Consignes →
1. Traduisez en anglais cette phrase de l'article sur le procès de Jérôme Cahuzac : « Celui qui est à l’origine du plus retentissant scandale politico-financier du quinquennat encourt une peine de sept ans de prison et un million d’euros d’amende. »
2. Relevez tous les lieux où se trouvent des comptes selon l'article sur le procès de Jérôme Cahuzac.
3. Poursuivez l'article sur le procès de Jérôme Cahuzac à la suite de sa dernière phrase.

Extrait du document →
• • •
Paris (AFP) – Des comptes en Suisse, à Singapour ou sur l’île de Man. Des montages toujours plus sophistiqués. Le parquet va demander mercredi des sanctions contre Jérôme Cahuzac, l’ex-ministre du Budget poursuivi pour avoir menti des années au fisc français.

L’ancien héraut de la lutte contre l’évasion fiscale est jugé depuis le 5 septembre pour fraude fiscale et blanchiment, ainsi que pour avoir minoré sa déclaration de patrimoine en entrant au gouvernement en 2012. Celui qui est à l’origine du plus retentissant scandale politico-financier du quinquennat encourt une peine de sept ans de prison et un million d’euros d’amende.

C’est aussi le procès d’un couple dans la tourmente, « conscient de l’illégalité » de montages toujours plus sophistiqués. Patricia et Jérôme Cahuzac ont reconnu une fraude « familiale », une plongée dans l’opacité offshore comme une fuite en avant, mais nié avoir construit « un système organisé ».
• • •
(Enregistrements d'un jeu de données)
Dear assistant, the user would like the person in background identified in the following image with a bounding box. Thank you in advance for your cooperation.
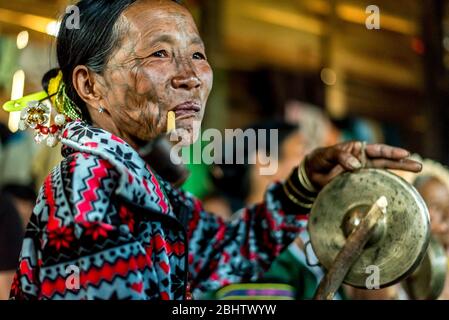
[204,120,304,220]
[0,185,36,300]
[347,159,449,300]
[204,120,342,300]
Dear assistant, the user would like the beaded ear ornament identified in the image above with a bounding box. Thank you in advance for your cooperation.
[3,71,81,147]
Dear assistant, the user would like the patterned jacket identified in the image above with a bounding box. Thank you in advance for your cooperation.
[11,121,306,300]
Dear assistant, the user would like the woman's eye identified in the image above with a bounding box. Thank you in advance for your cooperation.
[193,52,206,60]
[151,50,168,58]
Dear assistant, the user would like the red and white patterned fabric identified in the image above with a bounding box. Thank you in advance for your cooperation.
[11,121,306,300]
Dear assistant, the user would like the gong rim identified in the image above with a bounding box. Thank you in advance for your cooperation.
[308,169,430,288]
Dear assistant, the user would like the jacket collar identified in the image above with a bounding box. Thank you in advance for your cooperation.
[61,121,173,216]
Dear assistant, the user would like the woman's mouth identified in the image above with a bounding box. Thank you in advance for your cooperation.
[172,101,201,120]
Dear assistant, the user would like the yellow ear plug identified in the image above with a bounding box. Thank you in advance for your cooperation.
[3,91,48,112]
[167,111,176,133]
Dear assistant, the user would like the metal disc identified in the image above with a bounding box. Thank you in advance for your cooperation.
[403,237,447,300]
[308,169,430,288]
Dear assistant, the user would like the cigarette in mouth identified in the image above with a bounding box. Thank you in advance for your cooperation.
[167,111,176,133]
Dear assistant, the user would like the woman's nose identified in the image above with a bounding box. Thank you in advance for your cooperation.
[172,75,201,90]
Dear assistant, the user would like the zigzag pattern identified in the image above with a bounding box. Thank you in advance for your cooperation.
[12,122,304,299]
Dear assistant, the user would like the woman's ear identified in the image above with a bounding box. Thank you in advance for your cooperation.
[72,65,104,108]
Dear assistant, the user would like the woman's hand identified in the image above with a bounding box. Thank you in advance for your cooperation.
[304,141,422,190]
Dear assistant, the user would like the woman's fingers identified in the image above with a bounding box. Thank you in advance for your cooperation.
[365,144,410,160]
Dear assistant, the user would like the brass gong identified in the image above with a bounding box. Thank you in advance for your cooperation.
[308,169,430,288]
[403,237,447,300]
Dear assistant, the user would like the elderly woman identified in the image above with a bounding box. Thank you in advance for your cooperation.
[7,0,421,299]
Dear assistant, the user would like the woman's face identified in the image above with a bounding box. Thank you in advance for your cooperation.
[93,0,213,147]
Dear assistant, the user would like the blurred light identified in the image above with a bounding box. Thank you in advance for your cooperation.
[8,70,25,132]
[45,21,61,37]
[412,38,426,56]
[17,31,30,50]
[239,2,324,35]
[0,8,55,33]
[321,68,337,86]
[443,37,449,51]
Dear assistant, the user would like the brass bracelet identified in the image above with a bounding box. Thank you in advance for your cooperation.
[282,183,313,209]
[298,160,317,193]
[287,179,315,202]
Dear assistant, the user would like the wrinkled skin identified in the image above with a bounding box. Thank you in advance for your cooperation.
[305,141,422,190]
[418,177,449,250]
[73,0,421,189]
[74,0,213,149]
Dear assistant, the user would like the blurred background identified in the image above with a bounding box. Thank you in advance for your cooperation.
[0,0,449,180]
[0,0,449,299]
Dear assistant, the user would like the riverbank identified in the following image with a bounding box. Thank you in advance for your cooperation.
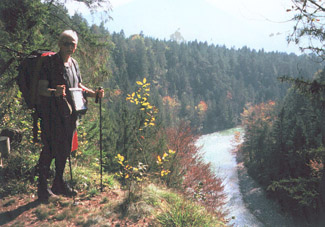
[236,152,297,227]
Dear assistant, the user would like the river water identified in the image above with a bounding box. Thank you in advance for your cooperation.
[196,128,264,227]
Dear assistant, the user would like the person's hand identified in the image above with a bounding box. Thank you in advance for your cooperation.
[96,88,105,98]
[55,85,67,96]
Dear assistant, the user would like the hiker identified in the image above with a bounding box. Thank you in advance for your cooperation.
[37,30,104,200]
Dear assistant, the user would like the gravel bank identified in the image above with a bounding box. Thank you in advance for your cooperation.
[236,155,297,227]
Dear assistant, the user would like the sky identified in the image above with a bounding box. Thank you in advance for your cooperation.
[66,0,300,54]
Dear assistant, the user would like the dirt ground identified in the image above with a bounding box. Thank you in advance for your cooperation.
[0,190,151,227]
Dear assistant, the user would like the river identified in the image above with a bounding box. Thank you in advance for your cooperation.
[196,128,292,227]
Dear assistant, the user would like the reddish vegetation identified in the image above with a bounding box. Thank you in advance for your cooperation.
[167,124,225,217]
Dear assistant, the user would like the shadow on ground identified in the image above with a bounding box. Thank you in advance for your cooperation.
[0,200,41,226]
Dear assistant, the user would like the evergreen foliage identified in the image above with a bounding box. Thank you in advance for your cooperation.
[0,0,325,224]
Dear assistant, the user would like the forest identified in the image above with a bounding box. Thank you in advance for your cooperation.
[0,0,325,226]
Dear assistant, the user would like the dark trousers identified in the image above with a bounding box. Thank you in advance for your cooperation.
[38,113,76,192]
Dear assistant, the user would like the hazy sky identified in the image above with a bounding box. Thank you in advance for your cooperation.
[67,0,299,53]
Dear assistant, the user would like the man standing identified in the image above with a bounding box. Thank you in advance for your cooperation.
[37,30,104,200]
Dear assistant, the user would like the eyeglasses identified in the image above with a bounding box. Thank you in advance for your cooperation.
[62,42,77,47]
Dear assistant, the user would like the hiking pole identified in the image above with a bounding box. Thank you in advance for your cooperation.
[69,153,76,205]
[95,87,103,192]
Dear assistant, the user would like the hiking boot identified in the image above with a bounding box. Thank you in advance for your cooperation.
[52,180,77,197]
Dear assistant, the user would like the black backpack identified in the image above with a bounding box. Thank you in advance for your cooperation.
[16,50,55,142]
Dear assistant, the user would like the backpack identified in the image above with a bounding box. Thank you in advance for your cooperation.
[16,50,55,142]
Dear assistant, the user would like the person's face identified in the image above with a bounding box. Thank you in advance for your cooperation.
[59,37,77,56]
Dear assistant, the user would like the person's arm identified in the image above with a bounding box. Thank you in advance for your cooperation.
[78,83,105,98]
[38,80,66,97]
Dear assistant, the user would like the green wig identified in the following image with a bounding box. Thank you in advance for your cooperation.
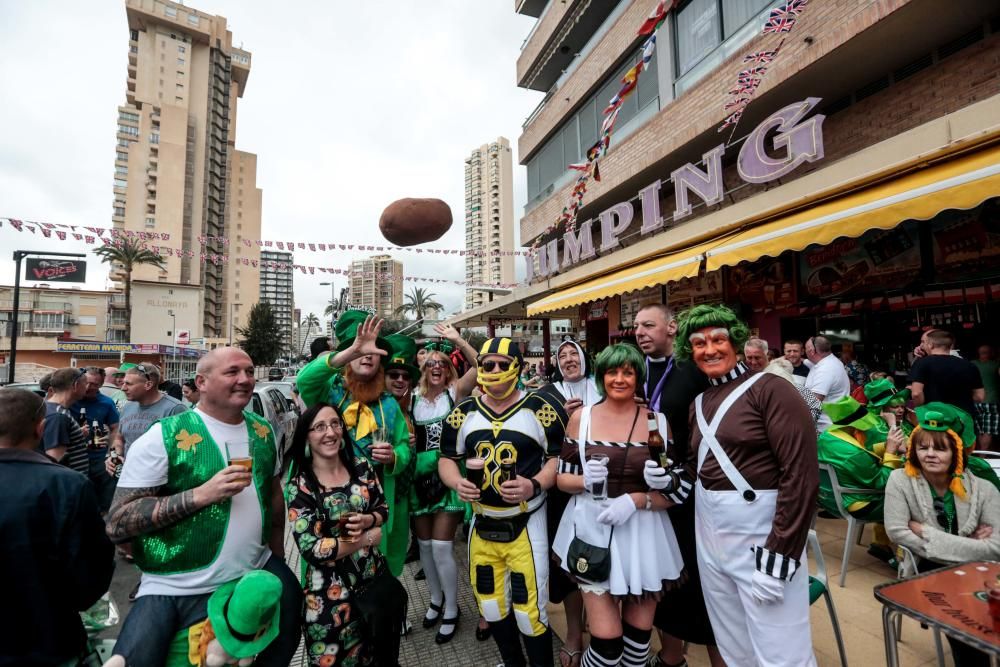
[594,343,646,398]
[674,303,750,360]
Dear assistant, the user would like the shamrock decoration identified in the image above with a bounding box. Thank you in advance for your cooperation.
[175,429,202,452]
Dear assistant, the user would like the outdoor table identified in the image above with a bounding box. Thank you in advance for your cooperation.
[875,561,1000,667]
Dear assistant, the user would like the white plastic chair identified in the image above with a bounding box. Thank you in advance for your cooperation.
[819,463,885,588]
[806,529,847,667]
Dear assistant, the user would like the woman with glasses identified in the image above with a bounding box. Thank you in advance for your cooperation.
[552,344,689,667]
[885,403,1000,667]
[285,403,403,667]
[410,324,476,644]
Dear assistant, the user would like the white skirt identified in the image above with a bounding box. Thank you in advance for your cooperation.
[552,493,684,596]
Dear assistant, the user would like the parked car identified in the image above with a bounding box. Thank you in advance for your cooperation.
[257,380,298,412]
[250,385,299,455]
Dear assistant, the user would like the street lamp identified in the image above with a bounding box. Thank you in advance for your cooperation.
[164,310,177,379]
[229,303,243,347]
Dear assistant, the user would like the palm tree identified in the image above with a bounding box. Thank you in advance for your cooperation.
[94,238,167,341]
[299,313,319,355]
[396,287,444,321]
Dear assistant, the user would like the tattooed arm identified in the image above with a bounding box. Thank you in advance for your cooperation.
[107,466,252,543]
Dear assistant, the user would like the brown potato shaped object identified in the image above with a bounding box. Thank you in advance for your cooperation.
[378,198,452,246]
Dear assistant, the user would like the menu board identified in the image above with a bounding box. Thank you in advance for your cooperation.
[799,221,920,297]
[726,253,796,311]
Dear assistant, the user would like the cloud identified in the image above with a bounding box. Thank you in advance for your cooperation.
[0,0,541,320]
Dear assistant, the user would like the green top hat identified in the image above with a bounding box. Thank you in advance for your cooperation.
[333,310,391,352]
[865,378,910,409]
[915,401,976,449]
[385,334,420,383]
[823,396,878,431]
[208,570,281,658]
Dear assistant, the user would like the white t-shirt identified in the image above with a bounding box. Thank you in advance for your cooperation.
[118,409,281,597]
[806,354,851,431]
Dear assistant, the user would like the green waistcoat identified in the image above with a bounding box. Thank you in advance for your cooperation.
[132,410,277,574]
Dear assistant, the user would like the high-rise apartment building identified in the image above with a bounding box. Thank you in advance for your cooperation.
[260,250,295,357]
[350,255,403,317]
[465,137,514,310]
[112,0,261,343]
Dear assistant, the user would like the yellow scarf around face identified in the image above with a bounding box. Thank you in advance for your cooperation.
[344,401,378,442]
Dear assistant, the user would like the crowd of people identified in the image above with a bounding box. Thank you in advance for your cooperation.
[0,304,1000,667]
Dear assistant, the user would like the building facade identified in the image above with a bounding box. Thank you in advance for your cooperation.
[349,255,403,318]
[453,0,1000,373]
[112,0,261,342]
[465,137,514,310]
[260,250,297,358]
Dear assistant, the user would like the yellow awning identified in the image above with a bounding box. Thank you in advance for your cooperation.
[705,147,1000,271]
[528,247,704,317]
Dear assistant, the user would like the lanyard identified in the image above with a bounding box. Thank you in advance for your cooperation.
[645,355,674,412]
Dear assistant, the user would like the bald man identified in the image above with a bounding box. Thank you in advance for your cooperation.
[108,347,302,667]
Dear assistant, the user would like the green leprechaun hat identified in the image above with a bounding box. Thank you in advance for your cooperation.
[385,334,420,384]
[865,378,910,410]
[208,570,281,658]
[823,396,878,431]
[333,310,391,352]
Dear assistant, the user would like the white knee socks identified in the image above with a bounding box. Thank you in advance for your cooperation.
[432,540,458,618]
[417,540,444,619]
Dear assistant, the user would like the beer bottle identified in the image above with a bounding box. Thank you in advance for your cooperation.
[646,412,670,468]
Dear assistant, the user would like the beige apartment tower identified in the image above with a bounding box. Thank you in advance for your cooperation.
[112,0,261,343]
[350,255,403,318]
[465,137,514,310]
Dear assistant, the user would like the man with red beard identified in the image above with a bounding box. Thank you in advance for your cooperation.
[296,310,413,577]
[676,305,819,667]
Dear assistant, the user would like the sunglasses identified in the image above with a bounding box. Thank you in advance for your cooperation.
[479,359,510,373]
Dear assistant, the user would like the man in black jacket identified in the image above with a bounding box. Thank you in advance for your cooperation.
[0,388,114,667]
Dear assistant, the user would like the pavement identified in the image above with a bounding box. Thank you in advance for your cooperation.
[104,519,951,667]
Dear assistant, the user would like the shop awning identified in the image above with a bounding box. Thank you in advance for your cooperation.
[704,147,1000,271]
[528,247,704,317]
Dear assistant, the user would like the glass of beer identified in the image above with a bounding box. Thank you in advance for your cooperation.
[337,510,359,543]
[226,440,253,472]
[465,458,486,489]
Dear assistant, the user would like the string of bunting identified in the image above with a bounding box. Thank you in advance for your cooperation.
[525,0,680,254]
[0,218,518,289]
[0,217,530,257]
[718,0,809,134]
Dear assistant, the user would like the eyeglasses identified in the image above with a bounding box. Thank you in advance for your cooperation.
[479,359,510,373]
[309,422,344,433]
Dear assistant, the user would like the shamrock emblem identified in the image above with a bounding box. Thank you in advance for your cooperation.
[175,429,202,452]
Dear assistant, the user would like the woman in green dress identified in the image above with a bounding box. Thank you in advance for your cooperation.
[410,324,476,644]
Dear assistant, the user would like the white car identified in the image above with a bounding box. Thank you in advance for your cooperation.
[250,386,299,455]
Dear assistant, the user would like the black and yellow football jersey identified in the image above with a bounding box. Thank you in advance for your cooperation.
[441,393,568,507]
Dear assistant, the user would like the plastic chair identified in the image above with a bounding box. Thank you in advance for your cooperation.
[806,530,847,667]
[819,463,885,588]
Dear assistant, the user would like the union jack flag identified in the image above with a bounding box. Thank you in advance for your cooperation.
[761,4,802,35]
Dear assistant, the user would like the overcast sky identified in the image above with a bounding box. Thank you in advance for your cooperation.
[0,0,541,314]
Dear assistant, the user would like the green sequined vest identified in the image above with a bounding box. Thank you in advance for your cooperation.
[132,410,277,574]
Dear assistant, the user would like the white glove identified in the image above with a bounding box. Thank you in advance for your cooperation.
[750,570,785,604]
[583,459,608,491]
[642,461,673,491]
[597,493,636,526]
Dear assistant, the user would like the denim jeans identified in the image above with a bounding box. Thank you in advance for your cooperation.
[114,554,302,667]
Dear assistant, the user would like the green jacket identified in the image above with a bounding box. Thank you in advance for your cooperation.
[816,429,903,520]
[295,354,415,577]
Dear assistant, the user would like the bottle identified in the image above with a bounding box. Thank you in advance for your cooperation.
[646,412,670,468]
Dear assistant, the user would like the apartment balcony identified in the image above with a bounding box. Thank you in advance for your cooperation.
[517,0,615,92]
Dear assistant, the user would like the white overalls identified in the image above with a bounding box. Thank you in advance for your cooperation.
[695,373,816,667]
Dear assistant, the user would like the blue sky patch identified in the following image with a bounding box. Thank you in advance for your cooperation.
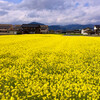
[5,0,22,3]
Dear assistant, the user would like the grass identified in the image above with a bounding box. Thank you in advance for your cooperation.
[0,34,100,100]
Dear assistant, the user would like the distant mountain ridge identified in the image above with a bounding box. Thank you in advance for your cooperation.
[30,22,94,31]
[29,22,44,25]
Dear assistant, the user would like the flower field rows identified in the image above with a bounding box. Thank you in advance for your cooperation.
[0,34,100,100]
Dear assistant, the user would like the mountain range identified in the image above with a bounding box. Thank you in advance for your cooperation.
[30,22,94,31]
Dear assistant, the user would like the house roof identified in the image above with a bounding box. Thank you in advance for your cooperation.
[0,24,12,29]
[21,24,40,28]
[13,25,21,30]
[95,25,100,28]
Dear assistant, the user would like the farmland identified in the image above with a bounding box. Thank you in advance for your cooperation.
[0,34,100,100]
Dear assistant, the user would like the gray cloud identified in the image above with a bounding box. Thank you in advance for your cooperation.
[0,0,100,25]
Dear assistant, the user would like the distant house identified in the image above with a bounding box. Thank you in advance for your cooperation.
[55,30,62,34]
[94,25,100,35]
[0,24,13,34]
[40,25,49,33]
[81,27,92,35]
[13,25,22,34]
[21,24,48,34]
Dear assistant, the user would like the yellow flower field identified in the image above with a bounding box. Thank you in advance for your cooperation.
[0,34,100,100]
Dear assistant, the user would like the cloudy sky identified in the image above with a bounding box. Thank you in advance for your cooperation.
[0,0,100,25]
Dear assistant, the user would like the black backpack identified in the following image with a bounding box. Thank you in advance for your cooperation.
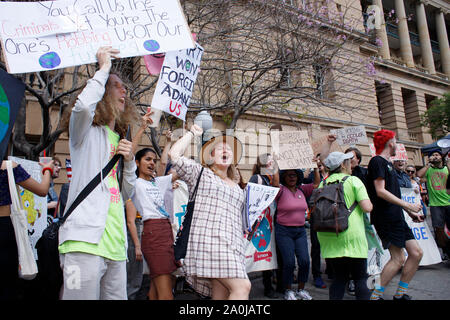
[309,176,358,235]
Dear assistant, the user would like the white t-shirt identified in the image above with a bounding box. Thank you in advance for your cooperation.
[133,174,172,221]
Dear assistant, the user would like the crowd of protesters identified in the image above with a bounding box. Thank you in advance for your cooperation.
[0,47,450,300]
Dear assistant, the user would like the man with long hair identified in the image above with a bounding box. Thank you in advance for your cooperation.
[59,47,136,300]
[367,129,424,300]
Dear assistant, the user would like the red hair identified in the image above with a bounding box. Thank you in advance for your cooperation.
[373,129,395,154]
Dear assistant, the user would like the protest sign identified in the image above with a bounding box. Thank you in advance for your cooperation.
[0,69,25,159]
[8,157,48,259]
[270,131,317,170]
[400,188,442,266]
[330,126,368,146]
[0,0,195,73]
[245,182,280,231]
[152,43,203,121]
[390,143,408,161]
[0,1,78,39]
[245,202,278,273]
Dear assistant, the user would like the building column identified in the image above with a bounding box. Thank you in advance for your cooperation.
[395,0,414,68]
[372,0,391,60]
[436,10,450,77]
[416,1,436,74]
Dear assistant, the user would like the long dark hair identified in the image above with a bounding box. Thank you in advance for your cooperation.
[134,148,157,178]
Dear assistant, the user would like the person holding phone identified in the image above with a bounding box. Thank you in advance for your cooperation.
[367,129,424,300]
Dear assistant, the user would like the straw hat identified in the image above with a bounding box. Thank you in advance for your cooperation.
[199,134,243,165]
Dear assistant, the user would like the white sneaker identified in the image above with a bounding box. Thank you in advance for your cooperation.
[295,290,312,300]
[284,290,298,300]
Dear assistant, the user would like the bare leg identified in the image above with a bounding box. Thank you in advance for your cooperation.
[400,240,423,283]
[380,245,405,287]
[150,274,173,300]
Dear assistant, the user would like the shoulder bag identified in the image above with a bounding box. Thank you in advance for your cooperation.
[6,160,38,280]
[174,168,204,261]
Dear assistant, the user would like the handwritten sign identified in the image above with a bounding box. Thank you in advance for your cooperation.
[245,182,280,231]
[400,188,442,266]
[391,143,408,161]
[330,126,368,146]
[270,131,317,170]
[0,0,195,73]
[0,1,78,39]
[152,43,203,121]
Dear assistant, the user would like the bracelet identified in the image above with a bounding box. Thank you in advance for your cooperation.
[42,168,53,176]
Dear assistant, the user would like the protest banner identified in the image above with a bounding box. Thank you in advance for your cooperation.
[0,69,25,159]
[400,188,442,266]
[330,126,368,146]
[245,202,278,273]
[0,0,195,73]
[390,143,408,161]
[8,157,48,259]
[152,43,203,121]
[270,131,317,170]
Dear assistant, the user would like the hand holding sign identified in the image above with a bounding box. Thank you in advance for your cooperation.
[95,46,120,73]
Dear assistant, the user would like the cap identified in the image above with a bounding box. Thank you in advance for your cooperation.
[323,151,354,171]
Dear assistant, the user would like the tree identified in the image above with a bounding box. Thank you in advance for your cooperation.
[422,92,450,139]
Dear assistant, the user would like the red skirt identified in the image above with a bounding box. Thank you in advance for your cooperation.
[141,219,177,278]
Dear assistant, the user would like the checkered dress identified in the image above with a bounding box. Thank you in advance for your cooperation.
[173,157,248,296]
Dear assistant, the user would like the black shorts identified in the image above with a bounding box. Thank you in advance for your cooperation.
[374,220,415,249]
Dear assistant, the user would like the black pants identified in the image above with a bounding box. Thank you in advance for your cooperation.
[327,257,370,300]
[0,217,19,300]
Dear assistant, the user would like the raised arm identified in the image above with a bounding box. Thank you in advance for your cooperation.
[169,124,203,163]
[320,134,336,162]
[156,130,173,177]
[69,47,119,146]
[133,108,153,154]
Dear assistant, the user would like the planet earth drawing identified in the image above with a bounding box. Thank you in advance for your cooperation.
[39,51,61,69]
[0,85,10,141]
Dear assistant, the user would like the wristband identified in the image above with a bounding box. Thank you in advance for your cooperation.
[42,168,53,176]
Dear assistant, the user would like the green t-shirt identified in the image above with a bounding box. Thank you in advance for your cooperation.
[59,126,127,261]
[317,173,369,258]
[425,167,450,207]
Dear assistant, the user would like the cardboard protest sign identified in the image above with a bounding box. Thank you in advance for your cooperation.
[270,131,317,170]
[245,182,280,228]
[390,143,408,161]
[8,157,48,260]
[0,0,195,73]
[152,43,203,121]
[330,126,368,146]
[245,202,278,273]
[400,188,442,266]
[0,1,78,39]
[0,69,25,159]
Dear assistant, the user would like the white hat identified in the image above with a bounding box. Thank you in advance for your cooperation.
[323,151,354,171]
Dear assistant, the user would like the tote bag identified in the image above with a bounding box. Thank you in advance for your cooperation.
[6,161,38,280]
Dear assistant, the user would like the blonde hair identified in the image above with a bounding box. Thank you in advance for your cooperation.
[61,71,138,138]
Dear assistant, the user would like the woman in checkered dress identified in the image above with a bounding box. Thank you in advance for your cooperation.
[169,125,251,300]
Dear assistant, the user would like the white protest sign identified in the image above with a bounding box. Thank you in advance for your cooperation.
[152,43,203,121]
[0,0,195,73]
[0,1,78,39]
[245,202,278,273]
[400,188,442,266]
[8,157,47,260]
[390,143,408,161]
[330,126,368,146]
[270,131,317,170]
[245,182,280,227]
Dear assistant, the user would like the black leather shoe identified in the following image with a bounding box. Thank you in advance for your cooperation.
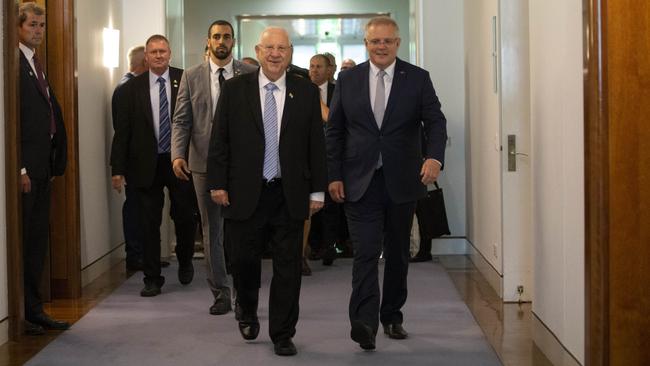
[384,323,409,339]
[323,246,336,266]
[29,314,70,330]
[239,318,260,341]
[350,320,375,351]
[140,283,161,297]
[235,300,243,321]
[409,253,433,263]
[210,296,232,315]
[302,257,311,276]
[273,338,298,356]
[178,261,194,285]
[25,320,45,335]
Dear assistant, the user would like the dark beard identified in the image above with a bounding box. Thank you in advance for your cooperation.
[211,48,232,60]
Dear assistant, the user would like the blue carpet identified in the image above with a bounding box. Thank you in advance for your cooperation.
[27,259,500,366]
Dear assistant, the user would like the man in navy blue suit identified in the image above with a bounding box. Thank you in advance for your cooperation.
[327,17,447,350]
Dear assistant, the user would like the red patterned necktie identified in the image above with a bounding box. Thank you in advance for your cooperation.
[33,53,56,135]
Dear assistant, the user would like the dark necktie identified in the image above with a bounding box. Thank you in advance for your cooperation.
[158,76,172,153]
[32,54,56,135]
[217,67,226,90]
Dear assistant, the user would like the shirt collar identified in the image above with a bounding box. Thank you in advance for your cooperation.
[18,42,35,60]
[149,67,169,86]
[369,59,397,79]
[208,57,234,74]
[258,68,287,90]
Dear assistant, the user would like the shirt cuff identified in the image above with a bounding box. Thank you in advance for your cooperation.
[309,192,325,202]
• • •
Réponses rédigées →
1. The man behind the most resounding political and financial scandal of the five-year term faces a sentence of seven years in prison and a fine of one million euros.

2. La Suisse, Singapour et l’île de Man.

3.
Jusqu’au bout, Jérome Cahuzac a ménagé ses effets. Prenant la parole mardi après-midi, il a affirmé n’avoir « pas menti au président les yeux dans les yeux » car François Hollande ne lui avait « jamais demandé » s’il avait « oui ou non un compte à l’étranger ». L’Elysée a démenti.

Le premier jour du procès, l’ancien ministre avait fixé une nouvelle ligne de défense. A la surprise générale, il avait déclaré avoir ouvert un premier compte à l’Union des banques suisses (UBS) de Genève en 1992 par l’intermédiaire d’un ami pour « financer les activités politiques » de feu Michel Rocard.

Une affirmation inédite et une piste écartée par les juges d’instruction mais qui explique, pour le prévenu Cahuzac, toute son aventure « folle ».

Une stratégie risquée au procès du mensonge, celui d’un homme enferré dans ses secrets et dont la « vérité » sera jugée « sur pièces », comme l’a prévenu le président de la 32e chambre correctionnelle Peimane Ghaleh-Marzban.

– ‘Opacité’ des mers du Sud –

Au fil des jours, l’ex-ministre devenu le fraudeur se faisant livrer du cash à Paris a livré ses secrets bancaires: l’ouverture dès 1993 d’un compte en son nom propre chez UBS, nom de code « Birdie ». Compte très vite géré par la banque genevoise Reyl, qui organise en 2009 le transfert de tous les avoirs — quelque 600.000 euros — à Singapour, via des sociétés offshore enregistrées au Panama et aux Seychelles.

La banque Reyl a nié toute « volonté d’opacité », assurant n’avoir répondu qu’au désir de « confidentialité accrue » de son client.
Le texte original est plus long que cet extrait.